Yönerge 1 >> Yargıtay kararına göre davacı, hangi gazetenin hangi tarihli sayısındaki yayınlar nedeniyle manevi tazminat istemiştir?

Esas No: 2013/2304
Karar No: 2015/1736
Karar Tarihi: 24.06.2015
Yargıtay Hukuk Genel Kurulu 2013/2304 Esas 2015/1736 Karar Sayılı İlamı
"İçtihat Metni"
MAHKEMESİ : Ankara 21. Asliye Hukuk Mahkemesi
TARİHİ : 15/05/2013
NUMARASI : 2013/40-2013/204
Taraflar arasındaki “tazminat” davasından dolayı yapılan yargılama sonunda; Ankara 21. Asliye Hukuk Mahkemesince davanın kısmen kabulüne dair verilen 29.12.2011 gün ve 2011/70 E., 2011/485 K. sayılı kararın incelenmesi davalılar vekili tarafından istenilmesi üzerine, Yargıtay 4. Hukuk Dairesinin 09.04.2012 gün ve 2012/3015 E., 2012/5940 K. sayılı ilamı ile;
(...Dava, basın yoluyla kişilik haklarına saldırı nedeniyle uğranılan manevi zararın ödetilmesi istemine ilişkindir. Yerel mahkemece istemin bir bölümü kabul edilmiş; karar, davalılar tarafından temyiz olunmuştur.
Davacı, davalı şirkete ait Star Gazetesi"nin 19.02.2010 tarihli sayısında " Ergenekon sanıkları ile buluşmadan HSYK"ya " ve " Ergenekon Sanığı E...HSYK ile olan ilişkilerini anlatıyor, HSYK"da işi Kadir ve Suat halleder " başlıklı yayınlarda; Ergenekon sanığı E.... ile olan yemek çıkışı fotoğrafı, E... ajandasındaki not ve bazı Ergenekon sanıkları ile K...Otel Toplantılarına katılması konu edilerek, sanıkları himaye amacı ile HSYK üyeliği görevinde icraat yaptığı ima edilmek suretiyle kişilik haklarına ağır saldırıda bulunulduğunu ileri sürerek davalıların manevi tazminatla sorumlu tutulmasını istemiştir.
Davalılar, yazının basının haber verme hak ve yükümlülüğü gereğince, basın özgürlüğü ve hukuka uygunluk sınırları içinde olduğunu davanın reddini savunmuşlardır.

Yönerge 2 >> Kayıtlarda "of the professional" ifadesini içeren satırdan kayıtların sonuna kadar her şeyi, boş satırları atlayarak numaralı liste hâlinde dizin.

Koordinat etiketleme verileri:
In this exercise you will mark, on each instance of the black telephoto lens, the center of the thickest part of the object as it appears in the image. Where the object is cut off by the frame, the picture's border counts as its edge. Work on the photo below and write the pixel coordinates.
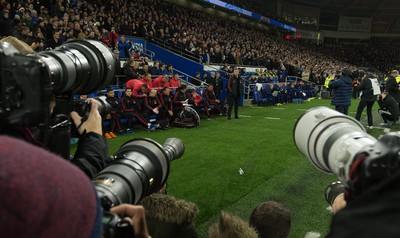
(79, 66)
(141, 167)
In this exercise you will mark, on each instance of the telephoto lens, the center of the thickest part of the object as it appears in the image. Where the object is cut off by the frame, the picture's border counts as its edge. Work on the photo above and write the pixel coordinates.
(141, 167)
(333, 191)
(330, 140)
(80, 66)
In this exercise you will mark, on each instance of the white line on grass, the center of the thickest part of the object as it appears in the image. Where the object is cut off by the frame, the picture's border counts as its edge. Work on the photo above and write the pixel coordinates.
(272, 118)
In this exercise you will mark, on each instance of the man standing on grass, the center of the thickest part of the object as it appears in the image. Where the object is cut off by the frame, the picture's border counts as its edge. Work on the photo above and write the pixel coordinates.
(369, 88)
(234, 93)
(342, 89)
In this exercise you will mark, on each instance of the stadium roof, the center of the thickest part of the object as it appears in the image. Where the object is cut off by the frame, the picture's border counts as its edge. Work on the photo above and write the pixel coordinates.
(354, 8)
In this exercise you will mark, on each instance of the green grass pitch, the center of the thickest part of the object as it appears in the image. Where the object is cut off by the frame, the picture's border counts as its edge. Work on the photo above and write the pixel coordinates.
(261, 143)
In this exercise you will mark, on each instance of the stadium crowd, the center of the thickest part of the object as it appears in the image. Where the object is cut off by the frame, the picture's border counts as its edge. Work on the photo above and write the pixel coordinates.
(154, 95)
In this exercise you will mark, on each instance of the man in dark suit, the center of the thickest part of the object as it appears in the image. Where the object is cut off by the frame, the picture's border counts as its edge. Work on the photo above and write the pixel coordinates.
(234, 93)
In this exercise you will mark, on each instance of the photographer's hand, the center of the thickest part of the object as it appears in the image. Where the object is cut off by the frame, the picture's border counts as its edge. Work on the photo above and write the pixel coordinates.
(137, 216)
(92, 124)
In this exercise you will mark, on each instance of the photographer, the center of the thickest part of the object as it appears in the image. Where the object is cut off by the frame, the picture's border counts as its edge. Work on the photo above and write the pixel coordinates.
(388, 108)
(92, 151)
(51, 197)
(365, 201)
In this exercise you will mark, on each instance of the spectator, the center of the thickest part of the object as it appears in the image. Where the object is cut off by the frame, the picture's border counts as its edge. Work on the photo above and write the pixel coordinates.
(147, 80)
(131, 69)
(271, 219)
(175, 81)
(161, 81)
(196, 79)
(342, 88)
(229, 226)
(123, 47)
(168, 217)
(170, 70)
(155, 69)
(58, 185)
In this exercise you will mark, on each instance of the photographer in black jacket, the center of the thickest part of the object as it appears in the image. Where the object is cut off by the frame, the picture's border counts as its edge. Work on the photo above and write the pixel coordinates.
(368, 88)
(388, 108)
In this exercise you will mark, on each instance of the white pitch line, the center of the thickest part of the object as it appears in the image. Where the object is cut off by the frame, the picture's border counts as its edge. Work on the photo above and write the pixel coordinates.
(272, 118)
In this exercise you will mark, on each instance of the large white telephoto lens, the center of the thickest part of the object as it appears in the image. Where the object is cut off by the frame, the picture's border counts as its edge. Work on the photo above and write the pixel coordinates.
(330, 139)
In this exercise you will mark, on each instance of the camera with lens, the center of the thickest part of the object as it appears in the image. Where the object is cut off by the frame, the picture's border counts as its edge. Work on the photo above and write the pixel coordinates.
(338, 144)
(140, 168)
(29, 83)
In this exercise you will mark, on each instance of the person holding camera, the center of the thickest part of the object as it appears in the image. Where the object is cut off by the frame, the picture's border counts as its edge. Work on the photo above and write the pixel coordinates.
(342, 88)
(53, 198)
(388, 108)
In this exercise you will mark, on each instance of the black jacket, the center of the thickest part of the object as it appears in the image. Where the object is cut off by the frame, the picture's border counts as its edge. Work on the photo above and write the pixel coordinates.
(392, 87)
(376, 213)
(367, 90)
(389, 104)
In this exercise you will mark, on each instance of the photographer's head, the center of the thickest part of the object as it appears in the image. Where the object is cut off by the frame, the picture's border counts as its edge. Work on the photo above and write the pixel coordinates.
(49, 198)
(271, 220)
(52, 197)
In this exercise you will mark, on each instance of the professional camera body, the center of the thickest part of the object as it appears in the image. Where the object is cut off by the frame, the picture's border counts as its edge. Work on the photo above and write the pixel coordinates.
(28, 83)
(140, 168)
(338, 144)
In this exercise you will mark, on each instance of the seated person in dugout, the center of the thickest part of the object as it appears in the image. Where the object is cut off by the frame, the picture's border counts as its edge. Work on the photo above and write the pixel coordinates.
(131, 105)
(115, 116)
(153, 106)
(167, 105)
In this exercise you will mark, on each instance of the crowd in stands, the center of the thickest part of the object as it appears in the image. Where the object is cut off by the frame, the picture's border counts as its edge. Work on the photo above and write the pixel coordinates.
(207, 38)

Tam Yanıt 1 >> Davalı şirkete ait Star Gazetesi'nin 19.02.2010 tarihli sayısındaki yayınlar nedeniyle.

Tam Yanıt 2 >>
1. In this exercise you will mark, on each instance of the professional camera body, the center of the thickest part of the object as it appears in the image. Where the object is cut off by the frame, the picture's border counts as its edge. Work on the photo above and write the pixel coordinates.
2. (28, 83)
3. (140, 168)
4. (338, 144)
5. In this exercise you will mark, on each instance of the seated person in dugout, the center of the thickest part of the object as it appears in the image. Where the object is cut off by the frame, the picture's border counts as its edge. Work on the photo above and write the pixel coordinates.
6. (131, 105)
7. (115, 116)
8. (153, 106)
9. (167, 105)
10. In this exercise you will mark, on each instance of the crowd in stands, the center of the thickest part of the object as it appears in the image. Where the object is cut off by the frame, the picture's border counts as its edge. Work on the photo above and write the pixel coordinates.
11. (207, 38)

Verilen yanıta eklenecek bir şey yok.